# WRITTEN INSTRUCTION
Copy out the rows below word for word, beginning at the line that contains "Spot the night" and continuing through the last line of the rows.

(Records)
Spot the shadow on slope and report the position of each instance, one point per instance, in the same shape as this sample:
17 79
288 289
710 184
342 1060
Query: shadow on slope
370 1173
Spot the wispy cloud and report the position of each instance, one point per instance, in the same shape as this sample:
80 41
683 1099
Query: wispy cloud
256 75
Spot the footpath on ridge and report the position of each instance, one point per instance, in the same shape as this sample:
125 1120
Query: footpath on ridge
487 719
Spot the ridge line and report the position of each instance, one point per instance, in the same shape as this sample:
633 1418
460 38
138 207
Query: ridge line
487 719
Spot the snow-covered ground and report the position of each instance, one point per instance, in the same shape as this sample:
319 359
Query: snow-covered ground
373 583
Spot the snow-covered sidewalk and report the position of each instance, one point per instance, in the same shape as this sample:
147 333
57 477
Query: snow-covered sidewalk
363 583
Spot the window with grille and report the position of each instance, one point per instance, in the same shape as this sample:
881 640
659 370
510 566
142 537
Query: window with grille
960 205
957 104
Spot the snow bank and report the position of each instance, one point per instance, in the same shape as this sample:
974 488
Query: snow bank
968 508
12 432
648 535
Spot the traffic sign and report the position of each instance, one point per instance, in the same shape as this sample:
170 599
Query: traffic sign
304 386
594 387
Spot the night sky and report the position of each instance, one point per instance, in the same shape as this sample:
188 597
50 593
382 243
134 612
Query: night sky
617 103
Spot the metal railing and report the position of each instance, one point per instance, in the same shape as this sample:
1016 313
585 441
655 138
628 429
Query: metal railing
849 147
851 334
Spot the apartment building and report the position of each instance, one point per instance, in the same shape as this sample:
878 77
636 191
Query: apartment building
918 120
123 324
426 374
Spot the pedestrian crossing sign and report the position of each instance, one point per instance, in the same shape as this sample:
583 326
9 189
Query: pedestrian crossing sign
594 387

# REPLY
Spot the night sky and report the position of each instance, one point per instance, in the same shape as this sample:
188 597
50 593
382 243
134 612
Query: night sky
617 103
Spot the metal railing and report the position of each instance, one point per instance, in the same shape as this sample:
1016 313
585 441
655 138
628 429
Query: metal railing
849 147
851 334
Spot the apartment building and report the position of each instance, one point per instance, in the same shape as this sample:
878 77
636 191
Query: apartment building
918 120
123 324
426 374
Spot the pedestrian crossing sign and report the position of each instance, one point per instance, in the same shape as this sample:
583 326
9 189
Query: pedestrian crossing sign
594 387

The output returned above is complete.